Extracted rows
● ● ●
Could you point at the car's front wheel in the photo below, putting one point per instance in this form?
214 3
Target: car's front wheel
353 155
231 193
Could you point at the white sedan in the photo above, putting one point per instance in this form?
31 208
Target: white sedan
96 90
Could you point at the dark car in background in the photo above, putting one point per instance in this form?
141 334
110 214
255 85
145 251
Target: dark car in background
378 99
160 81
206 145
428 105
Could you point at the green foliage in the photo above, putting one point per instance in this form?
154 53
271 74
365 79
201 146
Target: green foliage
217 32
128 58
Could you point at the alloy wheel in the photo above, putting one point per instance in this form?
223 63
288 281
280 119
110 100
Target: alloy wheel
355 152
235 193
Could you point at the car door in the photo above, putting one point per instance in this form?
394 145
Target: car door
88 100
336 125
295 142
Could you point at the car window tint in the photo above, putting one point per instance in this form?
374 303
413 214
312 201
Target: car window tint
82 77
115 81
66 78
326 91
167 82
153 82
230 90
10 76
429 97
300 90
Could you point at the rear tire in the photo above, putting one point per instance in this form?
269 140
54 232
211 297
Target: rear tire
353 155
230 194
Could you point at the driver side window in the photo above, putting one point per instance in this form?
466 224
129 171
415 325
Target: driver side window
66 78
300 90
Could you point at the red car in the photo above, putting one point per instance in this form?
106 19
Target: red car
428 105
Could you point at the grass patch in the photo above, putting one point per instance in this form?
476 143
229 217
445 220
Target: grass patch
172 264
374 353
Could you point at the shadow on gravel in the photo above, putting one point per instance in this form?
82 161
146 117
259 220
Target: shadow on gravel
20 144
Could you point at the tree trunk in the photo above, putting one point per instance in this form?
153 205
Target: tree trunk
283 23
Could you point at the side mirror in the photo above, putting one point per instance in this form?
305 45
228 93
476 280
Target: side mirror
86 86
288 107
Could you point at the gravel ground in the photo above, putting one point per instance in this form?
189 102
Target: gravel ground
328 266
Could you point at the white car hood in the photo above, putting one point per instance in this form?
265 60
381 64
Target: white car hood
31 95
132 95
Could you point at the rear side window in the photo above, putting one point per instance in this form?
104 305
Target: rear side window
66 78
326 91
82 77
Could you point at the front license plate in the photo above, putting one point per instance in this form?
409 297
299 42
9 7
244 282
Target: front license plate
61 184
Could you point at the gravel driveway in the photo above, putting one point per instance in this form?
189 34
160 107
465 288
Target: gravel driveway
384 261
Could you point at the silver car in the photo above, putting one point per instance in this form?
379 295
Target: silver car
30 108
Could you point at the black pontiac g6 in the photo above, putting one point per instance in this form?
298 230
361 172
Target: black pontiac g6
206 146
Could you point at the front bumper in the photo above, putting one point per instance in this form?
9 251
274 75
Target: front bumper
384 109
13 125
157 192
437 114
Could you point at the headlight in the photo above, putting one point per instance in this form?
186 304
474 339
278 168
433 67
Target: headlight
● ● ●
§ **Your instructions**:
Turn every line of the rows above into a numbered list, dropping any blank lines.

§ **Exercise answer**:
1. Could you point at the car's front wheel in the photo below, putting one point per instance in this form?
2. 214 3
3. Target: car's front wheel
4. 353 155
5. 231 193
6. Could you point at the white sedan in the photo above, putting one point per instance in this form?
7. 31 208
8. Target: white sedan
9. 96 90
10. Could you point at the dark car in background in the photo above, putting one point per instance in this form?
11. 141 334
12. 110 214
13. 255 85
14. 145 251
15. Target: dark car in background
16. 378 99
17. 160 81
18. 206 145
19. 428 105
20. Could you point at the green foliage in the photo above, putting one point per instance in this form?
21. 154 53
22. 271 74
23. 365 79
24. 201 146
25. Target: green foliage
26. 217 32
27. 128 58
28. Could you point at the alloy wheel in the photo above, putting one point per instance in this form?
29. 223 63
30. 288 281
31. 280 119
32. 110 100
33. Target: alloy wheel
34. 355 152
35. 235 193
36. Could you point at the car door in the photo above, putting one point per instance in this form?
37. 394 145
38. Target: car door
39. 88 100
40. 336 125
41. 295 142
42. Could you point at the car window tint in the photo above, putting one point per instance in this form?
43. 374 303
44. 413 214
45. 312 201
46. Target: car window tint
47. 82 77
48. 115 81
49. 66 78
50. 326 91
51. 167 82
52. 153 82
53. 230 90
54. 10 76
55. 429 97
56. 300 90
57. Could you point at the rear tire in the photo above, putting one point per instance in this form?
58. 269 140
59. 54 232
60. 211 297
61. Target: rear tire
62. 353 155
63. 230 194
64. Could you point at the driver side window in the photo above, putting one point per instance in this form?
65. 466 224
66. 129 171
67. 415 325
68. Target: driver side window
69. 66 78
70. 300 90
71. Could you point at the red car in the photo above, putting one point per instance in this form?
72. 106 19
73. Target: red car
74. 428 105
75. Could you point at the grass patch in the photo above, putting one point per instance in this form?
76. 476 143
77. 229 217
78. 445 220
79. Target: grass patch
80. 172 264
81. 374 353
82. Could you point at the shadow on gravel in the photo above, putting one point per instance in this form?
83. 82 161
84. 146 117
85. 259 220
86. Target: shadow on gravel
87. 20 144
88. Could you point at the tree trunk in the photo above, putting one point per instance in this form?
89. 153 205
90. Target: tree trunk
91. 283 23
92. Could you point at the side mirror in the photo above, putting one point per instance in this form?
93. 305 45
94. 228 93
95. 476 280
96. Target: side mirror
97. 86 86
98. 288 107
99. Could you point at the gravel ground in the photo above, putting one point per instance in this form?
100. 189 102
101. Target: gravel ground
102. 328 266
103. Could you point at the white car hood in the photo above, putting one point per instance in this form?
104. 265 60
105. 381 64
106. Target: white car hood
107. 31 95
108. 132 95
109. Could you point at the rear side window in the photo above, putting one point per instance in this form?
110. 104 305
111. Target: rear side window
112. 66 78
113. 326 91
114. 82 77
115. Could you point at the front license plate in the photo above, putting one point per instance in this form?
116. 409 297
117. 299 42
118. 9 7
119. 244 282
120. Target: front license plate
121. 61 184
122. Could you point at the gravel driveway in the photo above, putting one point per instance in this form?
123. 189 34
124. 160 107
125. 465 288
126. Target: gravel driveway
127. 384 261
128. Could you point at the silver car in the photo above, putting one point per instance in this form?
129. 379 295
130. Target: silver car
131. 30 108
132. Could you point at the black pontiac g6 in the photo above, putting one point per instance in this form?
133. 298 230
134. 361 172
135. Target: black pontiac g6
136. 206 146
137. Could you point at the front bumper in the photo above, putting one point per instance in this form?
138. 9 251
139. 274 75
140. Target: front bumper
141. 384 109
142. 13 125
143. 157 192
144. 437 114
145. Could you point at the headlight in the photo above, putting one point per instance in this form?
146. 186 304
147. 474 339
148. 278 168
149. 433 67
150. Target: headlight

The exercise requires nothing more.